Render every entry below as a two-column CSV with the header row instruction,points. Each entry gets one row, with its text under instruction and its answer under points; enclose each field in double quotes and replace line breaks with spaces.
begin DATA ENTRIES
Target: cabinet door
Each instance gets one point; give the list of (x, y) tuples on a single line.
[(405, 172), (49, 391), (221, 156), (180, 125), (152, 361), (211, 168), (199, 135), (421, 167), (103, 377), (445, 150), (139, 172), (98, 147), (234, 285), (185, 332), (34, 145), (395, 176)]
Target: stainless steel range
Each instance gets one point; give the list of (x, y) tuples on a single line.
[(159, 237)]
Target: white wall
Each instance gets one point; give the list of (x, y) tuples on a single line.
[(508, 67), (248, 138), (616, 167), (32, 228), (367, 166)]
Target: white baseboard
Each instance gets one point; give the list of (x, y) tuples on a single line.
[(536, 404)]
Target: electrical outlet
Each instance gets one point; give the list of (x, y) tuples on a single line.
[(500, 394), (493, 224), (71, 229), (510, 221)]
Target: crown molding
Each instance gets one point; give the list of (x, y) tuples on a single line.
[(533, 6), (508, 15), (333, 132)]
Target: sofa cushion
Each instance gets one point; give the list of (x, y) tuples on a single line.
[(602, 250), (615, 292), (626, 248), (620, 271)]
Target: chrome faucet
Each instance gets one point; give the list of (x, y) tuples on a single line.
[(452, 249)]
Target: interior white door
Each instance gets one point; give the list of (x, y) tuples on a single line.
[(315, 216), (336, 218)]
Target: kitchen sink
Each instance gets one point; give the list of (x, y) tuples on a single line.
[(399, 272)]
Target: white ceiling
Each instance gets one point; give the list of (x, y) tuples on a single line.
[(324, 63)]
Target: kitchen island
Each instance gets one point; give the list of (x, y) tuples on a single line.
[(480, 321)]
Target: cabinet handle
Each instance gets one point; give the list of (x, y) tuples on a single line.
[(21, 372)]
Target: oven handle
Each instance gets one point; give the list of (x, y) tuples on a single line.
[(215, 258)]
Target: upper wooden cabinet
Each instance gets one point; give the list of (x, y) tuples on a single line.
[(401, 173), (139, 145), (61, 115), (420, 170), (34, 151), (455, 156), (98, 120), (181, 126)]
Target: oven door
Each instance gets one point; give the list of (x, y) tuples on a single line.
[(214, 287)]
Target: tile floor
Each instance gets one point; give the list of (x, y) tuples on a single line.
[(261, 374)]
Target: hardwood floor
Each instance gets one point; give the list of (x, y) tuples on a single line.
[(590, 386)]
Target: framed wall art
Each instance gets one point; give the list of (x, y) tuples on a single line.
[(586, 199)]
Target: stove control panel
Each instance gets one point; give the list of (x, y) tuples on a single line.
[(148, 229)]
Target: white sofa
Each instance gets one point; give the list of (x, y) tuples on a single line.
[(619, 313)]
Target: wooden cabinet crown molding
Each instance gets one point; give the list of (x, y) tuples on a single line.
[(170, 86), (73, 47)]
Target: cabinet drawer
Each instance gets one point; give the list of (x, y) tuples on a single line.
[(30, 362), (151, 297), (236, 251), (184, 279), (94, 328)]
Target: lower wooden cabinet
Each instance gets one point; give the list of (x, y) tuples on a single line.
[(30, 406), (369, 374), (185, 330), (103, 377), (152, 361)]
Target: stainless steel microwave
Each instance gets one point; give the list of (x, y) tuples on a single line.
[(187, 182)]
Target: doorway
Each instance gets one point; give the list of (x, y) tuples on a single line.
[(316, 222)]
end DATA ENTRIES
**RESULT FOR THIS EXERCISE**
instruction,points
"Target: cabinet door Each instance gets one point; give the list of (x, y) tuples on a single line.","[(405, 172), (49, 391), (221, 156), (180, 125), (152, 361), (211, 168), (199, 135), (421, 167), (103, 377), (445, 150), (139, 172), (98, 147), (234, 285), (185, 332), (34, 145), (395, 176)]"
"Target: stainless steel range Each instance gets one point; give the list of (x, y) tuples on a single line.","[(159, 237)]"
"Target: white wall Each instance gets one point; give the list of (x, y) tuples on a single line.","[(508, 67), (248, 138), (616, 167), (32, 228), (367, 166)]"
"Target: white baseboard Each instance gets one point; give the list of (x, y) tuples on a single line.","[(536, 404)]"
"Target: electrical outlet Each instance gets one point; give the list of (x, y) tuples on a single line.","[(500, 394), (493, 224), (71, 229), (510, 221)]"
"Target: crown molding Each instance gets one point; give the list of (x, y) tuples on a single line.","[(533, 6), (508, 15), (333, 132)]"
"Target: sofa cushion Each instance gets one point; give the list of (x, y) tuples on a single line.","[(602, 250), (615, 292), (626, 248), (620, 271)]"
"Target: chrome faucet Each instance gets one point; give the list of (x, y) tuples on a single line.","[(452, 249)]"
"Target: interior white door Each instance gets one point; give the list of (x, y) tuples on a single line.","[(315, 216), (336, 218)]"
"Target: kitchen sink Each instance gets one point; give the list of (x, y) tuples on a single line.","[(399, 272)]"
"Target: white ceiling Each instance gets one point; give the list of (x, y) tuples on a single line.","[(324, 63)]"
"Target: kitchen island Each instance gets one point; give the list of (x, y) tuples on a single line.","[(480, 321)]"
"Target: cabinet handle Each instance gets one point; give the list of (x, y) tuples on a single line.","[(21, 372)]"
"Target: oven handle Each instance gets one point; give the list of (x, y) tuples on a single line.","[(215, 258)]"
"Target: upper wooden cabinet Each instance gets one point; give the list of (x, y) tuples on a single line.","[(401, 173), (139, 145), (61, 115), (420, 170), (34, 151), (455, 156), (98, 120), (181, 126)]"
"Target: oven door Each instance gets one point; give the list of (x, y) tuples on a single line.","[(214, 287)]"
"Target: tile floor Each instance gets one point; give the list of (x, y) tuples on a single line.","[(261, 374)]"
"Target: hardwood floor Each instance gets one point; give the list of (x, y) tuples on a single line.","[(590, 386)]"
"Target: framed wall art Each instance gets one point; give the list of (x, y) tuples on a single line.","[(586, 199)]"
"Target: stove control panel Each instance gets one point; give the list of (x, y) tuples on a single line.","[(148, 229)]"
"Target: white sofa Each instance gets one point; give the list of (x, y) tuples on a single line.","[(619, 313)]"
"Target: wooden cabinet crown molding Each instance gets one point; give the list of (x, y) tuples on a single line.","[(170, 86), (73, 47)]"
"Target: cabinet drawer Each instance gets one point; give the list of (x, y) tuples on a single line.","[(30, 362), (151, 297), (236, 251), (184, 279), (94, 328)]"
"Target: lower wooden cabinet Each instance gets one point; give the list of (x, y) tuples on a single line.","[(30, 406), (369, 374), (185, 330), (103, 377), (152, 361)]"
"Target: stainless steel microwave Each instance gets one point; give the list of (x, y) tuples on a single line.","[(187, 182)]"
"Target: doorway Each instance gets one point; give the list of (x, y) tuples on a single line.","[(316, 222)]"